Since the first library file includes the API functions related to the accelerator 311, the code generator may parse out API function information (e.g., definitions of APIs, etc.) related to the accelerator 311 from the first library file. The code generator generates a second library file according to the API function information, where the second library file also includes the API function related to the accelerator 311, and the generation process of the second library file is not limited. The API function in the second library file may be the same as the API function in the first library file, that is, the second library file may include all APIs in the first library file, and the API definitions may be the same, which is not limited thereto.

In summary, the generation of the function agent library 322 is automated by the code generator, i.e., the second library file is automatically generated by the code generator and stored in the function agent library 322.

[WRITTEN TASK]: Rewrite the accelerator passage from the words "In summary, the" through "agent library 322.", swapping "function agent library" for "function proxy library".

[RECORDED INFORMATION]:

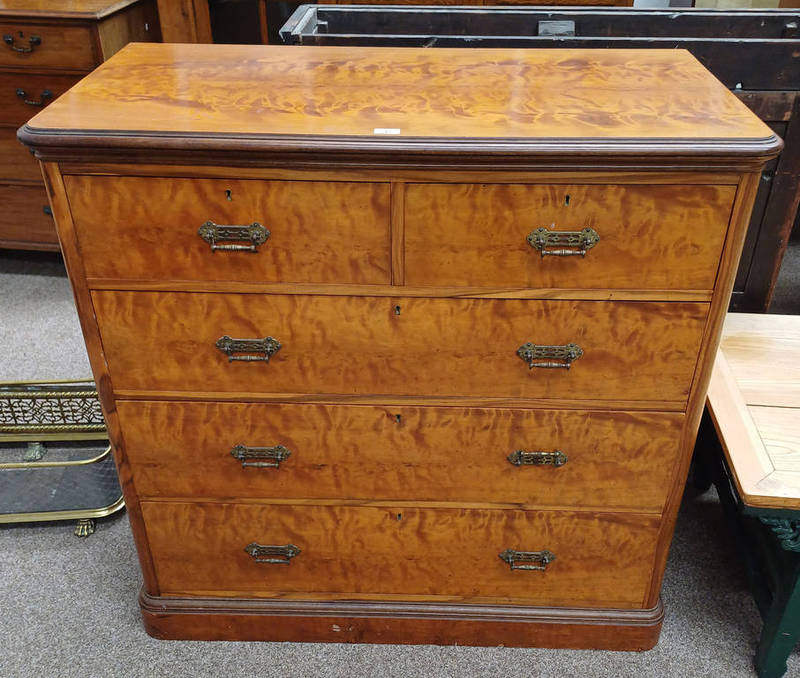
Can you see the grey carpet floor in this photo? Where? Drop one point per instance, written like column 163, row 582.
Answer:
column 68, row 606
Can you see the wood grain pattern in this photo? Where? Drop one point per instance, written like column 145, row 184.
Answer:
column 650, row 236
column 16, row 161
column 62, row 9
column 516, row 97
column 440, row 554
column 321, row 232
column 61, row 46
column 25, row 223
column 87, row 318
column 616, row 460
column 393, row 622
column 13, row 109
column 454, row 347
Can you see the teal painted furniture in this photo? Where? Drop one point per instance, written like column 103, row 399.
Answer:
column 749, row 446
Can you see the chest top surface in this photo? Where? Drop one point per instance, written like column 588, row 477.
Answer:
column 376, row 99
column 62, row 9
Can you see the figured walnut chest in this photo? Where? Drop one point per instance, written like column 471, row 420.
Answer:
column 402, row 345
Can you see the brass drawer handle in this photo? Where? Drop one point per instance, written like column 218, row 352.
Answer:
column 254, row 233
column 566, row 243
column 44, row 97
column 523, row 458
column 33, row 41
column 537, row 355
column 273, row 455
column 268, row 346
column 269, row 553
column 537, row 560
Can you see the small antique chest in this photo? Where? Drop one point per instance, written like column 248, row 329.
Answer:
column 402, row 345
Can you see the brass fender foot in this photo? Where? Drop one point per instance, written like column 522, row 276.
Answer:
column 84, row 527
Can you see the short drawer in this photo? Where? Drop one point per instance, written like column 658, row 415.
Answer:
column 16, row 161
column 601, row 560
column 46, row 46
column 167, row 341
column 148, row 229
column 22, row 95
column 25, row 219
column 641, row 237
column 523, row 457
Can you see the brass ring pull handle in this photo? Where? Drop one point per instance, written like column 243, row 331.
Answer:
column 44, row 97
column 268, row 346
column 531, row 560
column 254, row 234
column 563, row 243
column 523, row 458
column 273, row 455
column 268, row 553
column 537, row 355
column 33, row 41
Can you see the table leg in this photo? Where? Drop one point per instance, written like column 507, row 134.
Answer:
column 781, row 625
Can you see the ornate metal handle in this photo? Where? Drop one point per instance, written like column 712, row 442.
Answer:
column 254, row 233
column 567, row 243
column 33, row 42
column 523, row 458
column 537, row 355
column 538, row 560
column 43, row 98
column 268, row 346
column 269, row 553
column 274, row 455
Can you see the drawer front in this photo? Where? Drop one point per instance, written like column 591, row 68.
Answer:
column 46, row 46
column 319, row 232
column 601, row 560
column 39, row 90
column 166, row 341
column 570, row 458
column 659, row 237
column 16, row 161
column 23, row 221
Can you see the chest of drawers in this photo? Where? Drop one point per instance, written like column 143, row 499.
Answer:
column 47, row 46
column 402, row 345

[RESULT OF THE EXERCISE]:
In summary, the generation of the function proxy library 322 is automated by the code generator, i.e., the second library file is automatically generated by the code generator and stored in the function proxy library 322.